"""

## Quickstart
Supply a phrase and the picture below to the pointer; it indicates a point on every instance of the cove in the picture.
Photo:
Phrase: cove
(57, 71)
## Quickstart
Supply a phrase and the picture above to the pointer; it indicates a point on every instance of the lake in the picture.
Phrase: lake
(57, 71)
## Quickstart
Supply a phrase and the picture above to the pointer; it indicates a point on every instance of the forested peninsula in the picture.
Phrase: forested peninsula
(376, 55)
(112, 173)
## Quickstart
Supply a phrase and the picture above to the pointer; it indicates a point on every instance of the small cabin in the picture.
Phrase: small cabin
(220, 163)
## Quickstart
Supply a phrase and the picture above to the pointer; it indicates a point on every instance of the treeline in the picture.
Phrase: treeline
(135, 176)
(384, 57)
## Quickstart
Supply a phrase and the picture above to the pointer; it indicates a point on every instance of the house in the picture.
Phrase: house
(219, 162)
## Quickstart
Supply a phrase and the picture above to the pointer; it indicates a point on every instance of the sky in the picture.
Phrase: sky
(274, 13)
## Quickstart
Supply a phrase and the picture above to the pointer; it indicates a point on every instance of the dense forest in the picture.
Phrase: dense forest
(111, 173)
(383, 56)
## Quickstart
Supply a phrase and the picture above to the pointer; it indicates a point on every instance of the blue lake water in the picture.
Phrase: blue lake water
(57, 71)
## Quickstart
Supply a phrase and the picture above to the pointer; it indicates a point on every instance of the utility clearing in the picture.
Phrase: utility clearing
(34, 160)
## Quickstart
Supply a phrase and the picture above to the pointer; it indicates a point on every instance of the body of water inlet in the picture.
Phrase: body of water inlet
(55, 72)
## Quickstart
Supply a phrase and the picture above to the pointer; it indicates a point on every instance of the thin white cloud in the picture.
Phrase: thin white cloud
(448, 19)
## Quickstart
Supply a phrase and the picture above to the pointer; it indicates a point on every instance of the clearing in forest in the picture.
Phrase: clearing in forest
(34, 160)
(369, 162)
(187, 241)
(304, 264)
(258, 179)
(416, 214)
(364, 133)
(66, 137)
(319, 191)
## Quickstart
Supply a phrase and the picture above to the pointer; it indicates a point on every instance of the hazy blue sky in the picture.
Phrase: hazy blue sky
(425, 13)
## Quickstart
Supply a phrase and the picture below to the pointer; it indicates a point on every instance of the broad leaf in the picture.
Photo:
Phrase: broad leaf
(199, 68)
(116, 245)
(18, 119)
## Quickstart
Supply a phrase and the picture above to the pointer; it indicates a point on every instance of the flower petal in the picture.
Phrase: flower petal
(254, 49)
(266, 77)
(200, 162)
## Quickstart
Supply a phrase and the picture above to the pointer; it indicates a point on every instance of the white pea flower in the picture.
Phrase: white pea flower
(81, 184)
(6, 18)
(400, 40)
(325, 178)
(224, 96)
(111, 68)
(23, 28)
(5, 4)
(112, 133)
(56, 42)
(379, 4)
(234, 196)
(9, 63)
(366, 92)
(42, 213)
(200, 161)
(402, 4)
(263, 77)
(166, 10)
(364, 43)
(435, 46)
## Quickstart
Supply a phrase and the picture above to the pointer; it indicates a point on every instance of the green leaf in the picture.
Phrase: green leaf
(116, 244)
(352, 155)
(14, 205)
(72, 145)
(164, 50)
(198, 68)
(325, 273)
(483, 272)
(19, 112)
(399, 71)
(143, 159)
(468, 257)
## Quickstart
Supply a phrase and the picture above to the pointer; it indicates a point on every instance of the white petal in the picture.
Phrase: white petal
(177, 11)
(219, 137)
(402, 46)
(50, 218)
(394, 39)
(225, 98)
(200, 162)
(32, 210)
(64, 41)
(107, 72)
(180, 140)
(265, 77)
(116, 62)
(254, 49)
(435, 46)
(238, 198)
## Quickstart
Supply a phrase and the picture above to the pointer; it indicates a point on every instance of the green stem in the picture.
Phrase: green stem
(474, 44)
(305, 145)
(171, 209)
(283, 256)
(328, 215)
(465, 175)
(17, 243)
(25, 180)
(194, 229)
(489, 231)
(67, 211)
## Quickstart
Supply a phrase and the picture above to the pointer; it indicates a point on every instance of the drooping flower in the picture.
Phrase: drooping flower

"""

### REQUIREMENT
Filter the entries and keep only the lines holding "drooping".

### SOLUTION FOR THIS PROBLEM
Supply a phrase and the picture above to the pointer; it indicates a point on every instance of the drooping flower in the picture.
Phrase: drooping flower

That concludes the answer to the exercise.